→ **What the exercise asks**: Your answer should be an exact copy of the data.

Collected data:
****

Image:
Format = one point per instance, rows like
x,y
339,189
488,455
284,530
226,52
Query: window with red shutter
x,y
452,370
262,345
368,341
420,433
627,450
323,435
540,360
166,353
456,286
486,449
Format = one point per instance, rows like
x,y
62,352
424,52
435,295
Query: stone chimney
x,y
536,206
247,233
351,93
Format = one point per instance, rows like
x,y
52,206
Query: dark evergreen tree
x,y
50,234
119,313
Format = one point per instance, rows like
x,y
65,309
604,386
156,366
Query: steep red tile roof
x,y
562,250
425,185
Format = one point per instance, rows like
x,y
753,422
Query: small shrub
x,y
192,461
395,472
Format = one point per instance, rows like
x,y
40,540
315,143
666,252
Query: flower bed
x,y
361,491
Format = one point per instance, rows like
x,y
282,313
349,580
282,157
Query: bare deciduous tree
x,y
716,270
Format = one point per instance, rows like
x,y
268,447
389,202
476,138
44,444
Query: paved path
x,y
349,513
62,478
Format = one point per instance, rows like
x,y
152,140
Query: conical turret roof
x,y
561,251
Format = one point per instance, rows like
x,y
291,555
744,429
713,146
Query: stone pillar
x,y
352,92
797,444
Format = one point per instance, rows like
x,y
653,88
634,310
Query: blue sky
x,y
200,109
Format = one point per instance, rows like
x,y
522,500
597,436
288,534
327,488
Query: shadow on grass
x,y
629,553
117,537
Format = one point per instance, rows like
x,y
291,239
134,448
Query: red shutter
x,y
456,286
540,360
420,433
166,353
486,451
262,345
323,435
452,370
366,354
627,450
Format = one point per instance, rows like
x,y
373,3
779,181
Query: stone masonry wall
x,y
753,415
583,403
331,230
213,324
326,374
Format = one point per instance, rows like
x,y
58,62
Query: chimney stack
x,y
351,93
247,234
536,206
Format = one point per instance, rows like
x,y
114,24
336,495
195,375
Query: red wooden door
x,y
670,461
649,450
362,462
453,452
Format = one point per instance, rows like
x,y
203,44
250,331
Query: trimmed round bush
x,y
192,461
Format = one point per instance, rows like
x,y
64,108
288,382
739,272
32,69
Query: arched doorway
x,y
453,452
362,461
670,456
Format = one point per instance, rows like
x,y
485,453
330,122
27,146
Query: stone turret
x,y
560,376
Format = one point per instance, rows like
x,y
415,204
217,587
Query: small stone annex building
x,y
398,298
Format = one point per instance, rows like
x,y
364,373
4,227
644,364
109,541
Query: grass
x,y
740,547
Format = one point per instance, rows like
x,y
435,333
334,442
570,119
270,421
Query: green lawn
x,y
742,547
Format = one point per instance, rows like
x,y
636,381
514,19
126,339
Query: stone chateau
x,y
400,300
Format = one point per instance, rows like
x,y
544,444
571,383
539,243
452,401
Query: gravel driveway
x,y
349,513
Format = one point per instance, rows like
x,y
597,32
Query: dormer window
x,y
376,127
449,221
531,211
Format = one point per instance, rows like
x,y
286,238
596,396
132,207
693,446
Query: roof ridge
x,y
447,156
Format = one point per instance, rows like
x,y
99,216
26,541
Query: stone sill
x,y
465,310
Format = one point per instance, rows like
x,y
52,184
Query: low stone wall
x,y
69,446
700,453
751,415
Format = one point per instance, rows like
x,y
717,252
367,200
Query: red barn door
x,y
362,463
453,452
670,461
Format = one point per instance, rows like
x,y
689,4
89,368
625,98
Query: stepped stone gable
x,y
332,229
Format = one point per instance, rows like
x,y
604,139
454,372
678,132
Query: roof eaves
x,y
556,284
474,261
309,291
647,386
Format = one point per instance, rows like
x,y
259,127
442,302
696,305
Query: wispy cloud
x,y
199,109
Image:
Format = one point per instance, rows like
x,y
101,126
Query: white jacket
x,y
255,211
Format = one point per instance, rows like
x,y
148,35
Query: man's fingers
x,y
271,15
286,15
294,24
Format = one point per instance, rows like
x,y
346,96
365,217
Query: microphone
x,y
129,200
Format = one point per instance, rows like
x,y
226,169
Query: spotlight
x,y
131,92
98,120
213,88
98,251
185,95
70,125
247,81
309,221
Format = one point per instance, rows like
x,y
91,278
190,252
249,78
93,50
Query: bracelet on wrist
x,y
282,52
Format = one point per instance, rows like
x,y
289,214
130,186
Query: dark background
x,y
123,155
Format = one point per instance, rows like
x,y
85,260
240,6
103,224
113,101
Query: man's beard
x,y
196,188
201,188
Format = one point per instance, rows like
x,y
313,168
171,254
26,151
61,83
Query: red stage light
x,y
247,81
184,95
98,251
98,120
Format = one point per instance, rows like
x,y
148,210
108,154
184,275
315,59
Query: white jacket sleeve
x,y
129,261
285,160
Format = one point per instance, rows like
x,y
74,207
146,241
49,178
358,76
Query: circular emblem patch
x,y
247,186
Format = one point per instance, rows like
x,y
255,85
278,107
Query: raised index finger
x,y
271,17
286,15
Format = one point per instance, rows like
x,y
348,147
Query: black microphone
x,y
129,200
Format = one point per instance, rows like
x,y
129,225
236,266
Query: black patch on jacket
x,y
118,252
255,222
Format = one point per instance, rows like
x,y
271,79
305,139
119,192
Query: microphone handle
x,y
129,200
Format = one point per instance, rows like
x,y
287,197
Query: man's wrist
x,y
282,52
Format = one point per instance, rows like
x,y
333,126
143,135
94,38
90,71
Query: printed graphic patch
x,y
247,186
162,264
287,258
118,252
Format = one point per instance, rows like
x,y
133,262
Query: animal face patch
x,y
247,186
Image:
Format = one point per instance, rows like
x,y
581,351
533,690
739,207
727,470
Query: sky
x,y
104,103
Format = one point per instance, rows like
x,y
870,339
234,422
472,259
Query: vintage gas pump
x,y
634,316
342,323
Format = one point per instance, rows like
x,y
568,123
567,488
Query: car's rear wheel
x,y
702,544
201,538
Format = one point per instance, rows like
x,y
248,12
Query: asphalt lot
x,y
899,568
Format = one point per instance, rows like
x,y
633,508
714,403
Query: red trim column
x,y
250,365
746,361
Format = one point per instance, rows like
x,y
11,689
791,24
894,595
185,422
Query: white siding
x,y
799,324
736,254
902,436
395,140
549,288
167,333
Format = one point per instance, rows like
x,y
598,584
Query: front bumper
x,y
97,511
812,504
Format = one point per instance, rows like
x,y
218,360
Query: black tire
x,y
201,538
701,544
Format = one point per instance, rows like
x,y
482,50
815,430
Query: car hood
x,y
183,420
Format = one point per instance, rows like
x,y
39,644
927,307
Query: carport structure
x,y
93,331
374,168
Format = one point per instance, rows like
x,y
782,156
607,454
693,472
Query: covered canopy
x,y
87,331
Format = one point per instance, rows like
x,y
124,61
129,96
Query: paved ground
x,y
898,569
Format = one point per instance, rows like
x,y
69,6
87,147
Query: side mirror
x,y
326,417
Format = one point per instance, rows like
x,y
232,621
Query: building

****

→ **Result**:
Image:
Format = one point per instance, rows like
x,y
339,189
488,455
284,530
226,52
Query: window with red shutter
x,y
452,370
262,345
368,341
420,433
627,450
323,435
540,360
166,353
456,286
486,449
Format = one point per instance, rows like
x,y
62,352
424,52
435,295
Query: stone chimney
x,y
536,206
247,233
351,93
Format = one point per instance, rows like
x,y
52,206
Query: dark evergreen tree
x,y
50,234
119,313
Format = one point per instance, rows like
x,y
65,309
604,386
156,366
Query: steep red tile roof
x,y
562,250
425,185
Format = one point per instance, rows like
x,y
753,422
Query: small shrub
x,y
192,461
395,472
Format = one point per instance, rows like
x,y
40,540
315,143
666,252
Query: flower bed
x,y
361,491
Format = one point per instance, rows like
x,y
282,313
349,580
282,157
Query: bare deciduous tree
x,y
716,270
Format = one point per instance, rows like
x,y
268,447
389,202
476,138
44,444
Query: paved path
x,y
349,513
62,478
Format = one point per instance, rows like
x,y
152,140
Query: conical turret roof
x,y
561,251
Format = one point per instance, rows like
x,y
291,555
744,429
713,146
Query: stone pillar
x,y
352,92
797,444
Format = one point per instance, rows like
x,y
653,88
634,310
Query: blue sky
x,y
200,109
Format = one point per instance, rows like
x,y
522,500
597,436
288,534
327,488
Query: shadow on grass
x,y
629,553
117,537
Format = one point per instance, rows like
x,y
291,239
134,448
Query: red shutter
x,y
456,286
540,360
420,433
166,353
486,451
262,345
323,435
452,370
366,354
627,450
Format = one point per instance, rows like
x,y
373,3
779,181
Query: stone masonry wall
x,y
753,415
583,403
331,230
213,324
326,374
Format = one point per instance, rows like
x,y
58,62
Query: chimney stack
x,y
351,93
247,234
536,206
Format = one point per instance, rows like
x,y
114,24
336,495
195,375
Query: red wooden door
x,y
670,461
649,450
362,462
453,452
Format = one point per instance, rows like
x,y
203,44
250,331
Query: trimmed round bush
x,y
192,461
Format = one point per instance, rows like
x,y
64,108
288,382
739,272
32,69
Query: arched doorway
x,y
453,452
362,461
670,456
Format = one point per instance, rows like
x,y
485,453
330,122
27,146
Query: stone turret
x,y
560,376
Format = one point per instance, rows like
x,y
415,204
217,587
Query: small stone annex building
x,y
398,298
Format = one point per instance, rows like
x,y
364,373
4,227
644,364
109,541
Query: grass
x,y
740,547
Format = one point per instance, rows like
x,y
435,333
334,442
570,119
270,421
Query: green lawn
x,y
742,547
Format = one point per instance, rows like
x,y
636,381
514,19
126,339
Query: stone chateau
x,y
400,300
Format = one point per instance, rows like
x,y
544,444
571,383
539,243
452,401
Query: gravel driveway
x,y
349,513
Format = one point per instance, rows like
x,y
597,32
Query: dormer window
x,y
376,127
449,221
531,211
Format = one point per instance, rows like
x,y
286,238
596,396
132,207
693,446
Query: roof ridge
x,y
447,156
Format = one point per instance, rows like
x,y
99,216
26,541
Query: stone sill
x,y
465,310
Format = one point per instance, rows like
x,y
52,184
Query: low stone wall
x,y
69,446
700,453
751,415
Format = one point per instance, rows like
x,y
717,252
367,200
Query: red barn door
x,y
362,463
453,452
670,461
Format = one point per instance, rows like
x,y
689,4
89,368
625,98
Query: stepped stone gable
x,y
332,229
Format = one point per instance, rows like
x,y
604,139
454,372
678,132
Query: roof eaves
x,y
556,284
474,261
309,291
647,386
Format = one point per instance, rows like
x,y
259,127
442,302
696,305
Query: wispy cloud
x,y
199,109
Image:
Format = one point per instance, rows like
x,y
101,126
Query: white jacket
x,y
255,211
Format = one point per instance, rows like
x,y
148,35
Query: man's fingers
x,y
271,15
286,15
294,24
Format = one point per instance, rows like
x,y
346,96
365,217
Query: microphone
x,y
129,200
Format = one point per instance, rows like
x,y
226,169
Query: spotlight
x,y
131,92
98,120
213,88
98,251
185,95
70,125
247,81
309,221
Format = one point per instance, rows like
x,y
91,278
190,252
249,78
93,50
Query: bracelet on wrist
x,y
282,52
Format = one point per instance, rows like
x,y
289,214
130,186
Query: dark background
x,y
123,155
Format = one point per instance, rows like
x,y
85,260
240,6
103,224
113,101
Query: man's beard
x,y
196,188
201,188
Format = one point per instance, rows like
x,y
313,168
171,254
26,151
61,83
Query: red stage light
x,y
247,81
184,95
98,251
98,120
Format = one point per instance, rows like
x,y
148,210
108,154
184,275
315,59
Query: white jacket sleeve
x,y
129,261
285,160
Format = one point per instance, rows like
x,y
74,207
146,241
49,178
358,76
Query: circular emblem patch
x,y
247,186
Format = one point per instance, rows like
x,y
255,85
278,107
Query: raised index finger
x,y
271,17
286,15
Format = one point per instance, rows like
x,y
348,147
Query: black microphone
x,y
129,200
Format = one point per instance, rows like
x,y
129,225
236,266
Query: black patch on jacket
x,y
118,252
255,222
Format = one point per instance, rows like
x,y
271,79
305,139
119,192
Query: microphone handle
x,y
129,200
Format = one point per instance, rows like
x,y
287,197
Query: man's wrist
x,y
282,52
Format = one point per instance, rows like
x,y
333,126
143,135
94,38
90,71
Query: printed graphic patch
x,y
247,186
162,264
287,258
118,252
Format = one point per instance, rows like
x,y
133,262
Query: animal face patch
x,y
247,186
Image:
Format = one point per instance, rows like
x,y
581,351
533,690
739,207
727,470
Query: sky
x,y
104,103
Format = one point per instance, rows like
x,y
870,339
234,422
472,259
Query: vintage gas pump
x,y
634,316
342,323
Format = one point per instance, rows like
x,y
568,123
567,488
Query: car's rear wheel
x,y
702,544
201,538
Format = one point per instance, rows like
x,y
248,12
Query: asphalt lot
x,y
899,568
Format = one point per instance, rows like
x,y
633,508
714,403
Query: red trim column
x,y
250,365
746,361
Format = one point per instance, rows like
x,y
11,689
791,24
894,595
185,422
Query: white siding
x,y
799,324
736,254
902,436
395,140
549,288
167,333
Format = one point per instance, rows like
x,y
598,584
Query: front bumper
x,y
97,511
812,504
Format = one point per instance, rows like
x,y
218,360
Query: black tire
x,y
201,538
701,544
Format = one point per instance, rows like
x,y
482,50
815,430
Query: car hood
x,y
183,420
Format = one point per instance, rows like
x,y
39,644
927,307
Query: carport structure
x,y
93,331
374,168
Format = one point per instance, rows like
x,y
782,156
607,454
693,472
Query: covered canopy
x,y
87,331
Format = one point per instance, rows like
x,y
124,61
129,96
Query: paved ground
x,y
898,569
Format = one point per instance, rows like
x,y
69,6
87,147
Query: side mirror
x,y
326,417
Format = one point per instance, rows like
x,y
232,621
Query: building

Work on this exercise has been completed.